▼

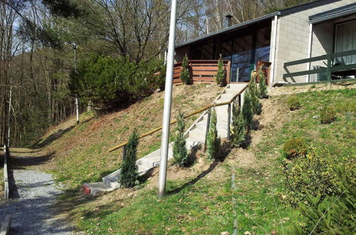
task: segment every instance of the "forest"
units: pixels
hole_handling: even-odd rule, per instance
[[[311,0],[179,0],[176,43]],[[155,90],[169,0],[0,0],[0,142],[28,146],[80,112]],[[92,109],[93,108],[93,109]]]

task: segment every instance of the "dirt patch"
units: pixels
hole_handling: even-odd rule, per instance
[[[356,83],[342,83],[340,85],[333,84],[330,88],[328,88],[326,84],[317,84],[317,85],[295,85],[295,86],[282,86],[270,88],[268,90],[268,95],[276,96],[281,95],[291,95],[300,93],[308,91],[318,91],[318,90],[342,90],[345,88],[352,89],[356,88]]]

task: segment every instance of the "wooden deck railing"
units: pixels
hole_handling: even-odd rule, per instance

▲

■ **Exercise directions**:
Copy out each line of the entries above that contains the word "segment".

■ **Result for this task**:
task: segment every instance of the "forest"
task: segment every instance of the "dirt patch"
task: segment every instance of the "wooden deck railing"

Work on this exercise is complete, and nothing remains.